[Referring expression pointing data]
• • • • •
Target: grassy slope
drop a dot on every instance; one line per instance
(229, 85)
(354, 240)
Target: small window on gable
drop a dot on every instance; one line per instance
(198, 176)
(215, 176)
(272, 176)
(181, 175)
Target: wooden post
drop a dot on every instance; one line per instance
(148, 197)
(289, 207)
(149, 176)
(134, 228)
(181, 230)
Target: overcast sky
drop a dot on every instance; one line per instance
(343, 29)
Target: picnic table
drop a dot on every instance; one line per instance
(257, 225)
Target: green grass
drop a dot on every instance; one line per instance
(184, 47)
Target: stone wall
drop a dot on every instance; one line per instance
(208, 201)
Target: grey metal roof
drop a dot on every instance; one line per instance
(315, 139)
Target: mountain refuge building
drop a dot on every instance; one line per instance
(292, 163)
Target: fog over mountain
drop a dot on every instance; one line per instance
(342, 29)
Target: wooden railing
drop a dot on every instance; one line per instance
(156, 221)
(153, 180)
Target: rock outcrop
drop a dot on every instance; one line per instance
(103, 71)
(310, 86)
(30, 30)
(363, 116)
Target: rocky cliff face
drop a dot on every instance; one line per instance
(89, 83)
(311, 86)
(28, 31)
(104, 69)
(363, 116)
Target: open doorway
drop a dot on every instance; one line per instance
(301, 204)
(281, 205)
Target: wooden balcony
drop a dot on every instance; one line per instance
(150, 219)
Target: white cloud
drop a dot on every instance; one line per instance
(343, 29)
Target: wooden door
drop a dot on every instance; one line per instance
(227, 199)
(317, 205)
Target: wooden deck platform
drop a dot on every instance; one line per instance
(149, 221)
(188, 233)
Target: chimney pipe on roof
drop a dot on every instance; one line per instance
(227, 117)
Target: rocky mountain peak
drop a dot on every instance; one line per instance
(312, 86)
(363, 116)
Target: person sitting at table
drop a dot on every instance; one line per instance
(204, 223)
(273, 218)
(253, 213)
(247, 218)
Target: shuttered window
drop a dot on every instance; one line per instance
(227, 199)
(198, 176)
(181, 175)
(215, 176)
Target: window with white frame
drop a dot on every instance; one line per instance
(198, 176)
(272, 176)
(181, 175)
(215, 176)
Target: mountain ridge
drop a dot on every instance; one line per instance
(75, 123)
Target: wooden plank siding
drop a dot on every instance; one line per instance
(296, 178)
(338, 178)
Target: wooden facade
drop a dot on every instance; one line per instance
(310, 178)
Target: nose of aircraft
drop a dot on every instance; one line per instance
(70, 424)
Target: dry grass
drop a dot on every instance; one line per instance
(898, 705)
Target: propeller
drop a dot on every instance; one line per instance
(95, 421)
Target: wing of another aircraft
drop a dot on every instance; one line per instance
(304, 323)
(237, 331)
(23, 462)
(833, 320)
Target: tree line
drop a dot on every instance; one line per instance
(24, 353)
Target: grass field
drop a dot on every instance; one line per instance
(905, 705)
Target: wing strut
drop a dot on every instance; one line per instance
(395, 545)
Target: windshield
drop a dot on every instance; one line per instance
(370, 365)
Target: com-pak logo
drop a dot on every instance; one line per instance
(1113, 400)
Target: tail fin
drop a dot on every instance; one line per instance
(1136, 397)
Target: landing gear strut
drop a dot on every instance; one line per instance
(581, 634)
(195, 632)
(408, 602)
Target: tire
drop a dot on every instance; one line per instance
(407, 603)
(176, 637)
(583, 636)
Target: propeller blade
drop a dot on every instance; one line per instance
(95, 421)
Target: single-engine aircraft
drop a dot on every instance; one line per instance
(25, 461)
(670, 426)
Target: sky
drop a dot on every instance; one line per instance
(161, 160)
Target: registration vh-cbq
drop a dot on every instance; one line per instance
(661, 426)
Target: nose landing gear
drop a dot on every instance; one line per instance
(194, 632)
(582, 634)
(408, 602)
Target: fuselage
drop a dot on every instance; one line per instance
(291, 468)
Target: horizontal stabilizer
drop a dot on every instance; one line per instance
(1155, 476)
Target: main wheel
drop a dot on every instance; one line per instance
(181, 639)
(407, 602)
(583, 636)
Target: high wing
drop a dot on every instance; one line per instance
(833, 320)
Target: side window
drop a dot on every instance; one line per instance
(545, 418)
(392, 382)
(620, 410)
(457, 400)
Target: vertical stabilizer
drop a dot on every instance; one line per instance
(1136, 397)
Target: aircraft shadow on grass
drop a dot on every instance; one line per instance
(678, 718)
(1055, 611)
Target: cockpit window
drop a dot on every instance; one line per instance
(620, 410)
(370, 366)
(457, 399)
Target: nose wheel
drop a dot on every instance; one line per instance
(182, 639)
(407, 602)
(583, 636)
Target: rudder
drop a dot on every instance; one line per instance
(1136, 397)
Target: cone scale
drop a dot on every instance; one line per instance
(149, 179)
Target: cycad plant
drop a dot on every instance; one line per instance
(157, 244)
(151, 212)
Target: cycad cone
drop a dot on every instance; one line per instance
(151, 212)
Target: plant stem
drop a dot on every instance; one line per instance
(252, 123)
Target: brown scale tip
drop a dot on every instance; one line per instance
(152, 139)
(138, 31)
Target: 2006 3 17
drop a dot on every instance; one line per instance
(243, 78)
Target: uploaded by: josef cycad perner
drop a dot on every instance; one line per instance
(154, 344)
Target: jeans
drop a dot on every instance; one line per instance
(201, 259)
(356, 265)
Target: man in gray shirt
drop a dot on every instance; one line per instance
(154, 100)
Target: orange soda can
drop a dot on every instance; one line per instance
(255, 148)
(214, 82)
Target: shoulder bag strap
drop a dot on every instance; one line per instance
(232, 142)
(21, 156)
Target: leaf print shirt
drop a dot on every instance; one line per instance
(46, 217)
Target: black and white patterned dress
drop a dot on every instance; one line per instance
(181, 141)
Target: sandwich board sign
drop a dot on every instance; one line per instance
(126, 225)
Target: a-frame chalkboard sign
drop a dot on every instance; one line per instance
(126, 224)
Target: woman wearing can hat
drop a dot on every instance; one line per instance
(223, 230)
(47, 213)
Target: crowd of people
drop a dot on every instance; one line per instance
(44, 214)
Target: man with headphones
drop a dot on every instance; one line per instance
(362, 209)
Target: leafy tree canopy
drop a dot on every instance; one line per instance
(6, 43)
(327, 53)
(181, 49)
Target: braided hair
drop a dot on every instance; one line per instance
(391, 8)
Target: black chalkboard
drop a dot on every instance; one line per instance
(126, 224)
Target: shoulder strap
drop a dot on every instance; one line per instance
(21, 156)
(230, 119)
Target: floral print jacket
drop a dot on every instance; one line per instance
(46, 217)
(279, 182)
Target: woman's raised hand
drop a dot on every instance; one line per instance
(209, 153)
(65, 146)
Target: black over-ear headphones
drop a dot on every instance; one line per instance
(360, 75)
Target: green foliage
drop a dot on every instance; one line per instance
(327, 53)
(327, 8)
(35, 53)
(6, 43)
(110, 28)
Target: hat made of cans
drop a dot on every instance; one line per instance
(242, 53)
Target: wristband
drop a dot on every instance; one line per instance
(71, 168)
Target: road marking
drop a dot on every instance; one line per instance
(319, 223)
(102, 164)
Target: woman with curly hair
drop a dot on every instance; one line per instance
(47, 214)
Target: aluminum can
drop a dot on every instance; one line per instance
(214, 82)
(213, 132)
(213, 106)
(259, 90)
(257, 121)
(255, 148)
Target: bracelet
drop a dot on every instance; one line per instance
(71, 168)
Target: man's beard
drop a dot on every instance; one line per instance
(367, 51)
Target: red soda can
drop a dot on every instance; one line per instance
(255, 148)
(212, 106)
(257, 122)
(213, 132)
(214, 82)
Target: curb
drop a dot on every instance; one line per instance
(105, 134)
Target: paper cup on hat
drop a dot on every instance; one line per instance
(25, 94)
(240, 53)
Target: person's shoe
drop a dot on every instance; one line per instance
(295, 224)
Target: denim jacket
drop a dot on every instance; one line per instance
• • • • •
**DESCRIPTION OF THE TASK**
Copy every record shown above, exactly and completely.

**ANSWER FOR THE TASK**
Target: grassy slope
drop a dot on every instance; one line per instance
(229, 85)
(354, 240)
Target: small window on gable
drop a dot on every instance; one line per instance
(198, 176)
(215, 176)
(272, 176)
(181, 175)
Target: wooden post
drop a dot on every instance; one line per instance
(148, 197)
(289, 207)
(149, 176)
(134, 228)
(181, 230)
Target: overcast sky
drop a dot on every instance; one line per instance
(343, 29)
Target: picnic table
drop a dot on every instance; one line per instance
(257, 225)
Target: green grass
drop a dot on every instance; one line per instance
(184, 47)
Target: stone wall
drop a dot on every instance; one line per instance
(208, 201)
Target: grey metal roof
drop a dot on every instance; one line per instance
(315, 139)
Target: mountain refuge building
drop a dot on every instance; one line per instance
(292, 163)
Target: fog over mountain
drop a dot on every instance; one line per instance
(342, 29)
Target: wooden railing
drop a dot on every instance; one line per instance
(156, 221)
(153, 180)
Target: rock outcrop
drop a dot on every instance; one line per instance
(103, 71)
(310, 86)
(30, 30)
(363, 116)
Target: rocky cliff face
drop a dot on every instance; one line per instance
(89, 83)
(311, 86)
(28, 31)
(104, 69)
(363, 116)
Target: open doorway
drop a dot on every instance; one line per instance
(301, 204)
(281, 205)
Target: wooden balcony
drop a dot on every instance; one line per instance
(150, 219)
Target: white cloud
drop a dot on every instance; one line per instance
(343, 29)
Target: wooden door
drop a dot on every instance; one line per instance
(227, 199)
(317, 205)
Target: wooden deck platform
drop a dot on every instance; one line per instance
(149, 221)
(188, 233)
Target: chimney pipe on roof
drop a dot on every instance; one line per instance
(227, 117)
Target: rocky mountain peak
drop a dot on every instance; one line per instance
(312, 86)
(363, 116)
Target: person sitting at table
drop a dot on every instance; one line per instance
(204, 223)
(273, 218)
(253, 213)
(247, 218)
Target: shuttered window
drop a dot on every instance; one line per instance
(227, 199)
(198, 176)
(181, 175)
(215, 176)
Target: window with white frame
drop a dot on every instance; one line per instance
(198, 176)
(272, 176)
(181, 175)
(215, 176)
Target: mountain ridge
drop a dot on every instance; one line per instance
(75, 123)
Target: wooden plank siding
drop a dot on every instance; one line per instance
(296, 178)
(338, 178)
Target: wooden facade
drop a dot on every instance; one line per instance
(310, 178)
Target: nose of aircraft
drop a dot on every instance; one line per instance
(70, 424)
Target: dry grass
drop a dot on every instance; one line per instance
(898, 705)
Target: propeller
drop a dot on every instance; one line per instance
(95, 421)
Target: wing of another aircraft
drop a dot on every instance; one line per instance
(304, 323)
(237, 331)
(23, 462)
(833, 320)
Target: tree line
drop a dot on every instance; one line per instance
(24, 353)
Target: grass field
drop a dot on every instance; one line per instance
(905, 705)
Target: wing strut
drop a dot on every instance; one line per instance
(395, 545)
Target: windshield
drop a dot on every instance; one line per instance
(370, 365)
Target: com-pak logo
drop a dot on every instance; one line per instance
(1113, 400)
Target: tail fin
drop a dot on every instance; one line per instance
(1136, 397)
Target: landing gear strut
drop a dot on every instance; one line per instance
(581, 634)
(195, 632)
(408, 602)
Target: tire
drop a dot on every instance; one line per instance
(407, 603)
(176, 637)
(583, 636)
Target: propeller blade
drop a dot on every instance; one line per instance
(95, 421)
Target: single-engine aircraft
drop a dot on every instance; one line per instance
(25, 461)
(670, 426)
Target: sky
drop a dot on every instance; one line per instance
(161, 160)
Target: registration vh-cbq
drop a dot on every instance; one line per instance
(661, 426)
Target: nose landing gear
drop a dot on every instance; one line per instance
(194, 632)
(582, 634)
(408, 602)
Target: fuselage
drop a dot on every instance; one line per instance
(291, 468)
Target: horizontal stabilizer
drop a dot on every instance; one line per instance
(1155, 476)
Target: main wheel
drop a dot on every instance; one line per instance
(181, 639)
(407, 602)
(583, 636)
Target: high wing
drop a dot on every instance; one line per instance
(833, 320)
Target: side window
drop a dot on every instance; one line per instance
(545, 418)
(392, 382)
(620, 410)
(457, 400)
Target: vertical stabilizer
drop a dot on every instance; one line per instance
(1136, 397)
Target: aircraft shadow on grass
drop a dot on every instance; one line per instance
(678, 718)
(1055, 611)
Target: cockpit window
drop a dot on every instance; one line per instance
(620, 410)
(370, 366)
(457, 399)
Target: nose wheel
drop a dot on every instance; one line per instance
(182, 639)
(407, 602)
(583, 636)
Target: rudder
drop a dot on every instance; one line per instance
(1136, 397)
Target: cone scale
drop a dot on every instance; one line per instance
(149, 179)
Target: cycad plant
drop a dot on every instance; one line per instance
(157, 244)
(151, 212)
Target: cycad cone
drop a dot on every instance; one line per instance
(151, 212)
Target: plant stem
drop a dot on every instance; one line per instance
(252, 123)
Target: brown scale tip
drop a dot on every instance; one line per instance
(152, 139)
(138, 31)
Target: 2006 3 17
drop a dot on every instance; one line per instance
(243, 78)
Target: uploaded by: josef cycad perner
drop a dot on every instance; one line per instance
(154, 344)
Target: jeans
drop a dot on every instance; one line per instance
(201, 259)
(356, 265)
Target: man in gray shirt
drop a dot on every instance; one line per instance
(154, 100)
Target: orange soda can
drop a dot on every instance; one line per instance
(255, 148)
(214, 82)
Target: shoulder bag strap
drop a dot on every instance; one line per instance
(232, 142)
(21, 156)
Target: leaf print shirt
drop a dot on every instance; one line per instance
(46, 217)
Target: black and white patterned dress
drop a dot on every instance; one line per instance
(181, 141)
Target: sandwich board sign
drop a dot on every instance; one line per instance
(126, 225)
Target: a-frame chalkboard sign
drop a dot on every instance; one line per instance
(126, 224)
Target: woman wearing can hat
drop a dot on every instance; one line per instance
(223, 230)
(47, 213)
Target: crowd of people
drop a dot on every instance; one line per instance
(44, 214)
Target: man with headphones
drop a dot on every instance; one line per instance
(362, 209)
Target: leafy tree canopy
drop a dot on every instance; one line per instance
(6, 43)
(327, 53)
(181, 49)
Target: braided hair
drop a dot on every instance; one line per instance
(391, 8)
Target: black chalkboard
drop a dot on every instance; one line per instance
(126, 224)
Target: shoulder strap
drop a dot on every instance; one line per instance
(21, 156)
(230, 119)
Target: floral print jacket
drop a dot on every instance; one line per instance
(46, 217)
(279, 182)
Target: woman's raised hand
drop a dot on every instance; one line per instance
(209, 153)
(65, 146)
Target: black over-ear headphones
drop a dot on every instance; one line per instance
(360, 75)
Target: green foliage
drop a dot on every instance; one line per instance
(327, 53)
(327, 8)
(35, 53)
(6, 43)
(110, 28)
Target: hat made of cans
drop a dot on every instance; one line per instance
(242, 53)
Target: wristband
drop a dot on every instance; one line per instance
(71, 168)
Target: road marking
drop a dot on every instance; one line per instance
(319, 223)
(102, 164)
Target: woman with curly hair
drop a dot on every instance; one line per instance
(47, 214)
Target: aluminum can
drop a dot on every instance; one line per instance
(214, 82)
(213, 132)
(213, 106)
(259, 90)
(257, 121)
(255, 148)
Target: bracelet
drop a dot on every instance; one line per instance
(71, 168)
Target: man's beard
drop a dot on every instance; one line per instance
(367, 51)
Target: red soda can
drop a dot on every instance; one line per instance
(255, 148)
(212, 106)
(257, 122)
(213, 132)
(214, 82)
Target: curb
drop a dot on every instance; one line per instance
(105, 134)
Target: paper cup on hat
drop a dot on every instance; one line per instance
(25, 94)
(240, 53)
Target: person's shoe
drop a dot on every instance; one line per instance
(295, 224)
Target: denim jacket
drop a dot on every instance; one line per instance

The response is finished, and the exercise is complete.